What this task involves:
In Tyrone's story about his brother, repeat everything from "Tyrone shared his" down to "claimed his life.", word for word.

Selected text:

>>>

Tyrone shared his story in October of 2022.

In October 2015, my brother and I went to our last concert together. We had attended many shows over the years — U2 in England before they were famous, Billy Idol in 1980s California, The Police in Connecticut in the 1990s — but this one was particularly special. As the children of German immigrants, we had been listening to Kraftwerk since our boyhood in Germany in the 1970s. Cliff flew from Tucson, where he was living at the time, to Connecticut for the Boston show and crashed at my place afterward. He woke up the next morning complaining about pain in his lower back. It was a few months before he was diagnosed with the cancer that ultimately claimed his life. 

Cliff loved to hike in the mountains around Tucson. A few years earlier, we had even hiked the Grand Canyon rim to rim in one day. But now, at 48 years old, he was experiencing back pain while hiking. He figured it was sciatica, and his doctor agreed. Over time, though, it kept getting worse, so in early 2016, he went in for scans. That’s when they discovered a large mass at the base of Cliff’s spine.

<<<

Dataset extract:
>>>

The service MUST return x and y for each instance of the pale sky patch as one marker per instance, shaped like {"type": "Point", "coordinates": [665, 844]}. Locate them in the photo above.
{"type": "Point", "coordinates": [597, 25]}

<<<

Solution to the problem:
Tyrone shared his story in October of 2022.

In October 2015, my brother and I went to our last concert together. We had attended many shows over the years — U2 in England before they were famous, Billy Idol in 1980s California, The Police in Connecticut in the 1990s — but this one was particularly special. As the children of German immigrants, we had been listening to Kraftwerk since our boyhood in Germany in the 1970s. Cliff flew from Tucson, where he was living at the time, to Connecticut for the Boston show and crashed at my place afterward. He woke up the next morning complaining about pain in his lower back. It was a few months before he was diagnosed with the cancer that ultimately claimed his life.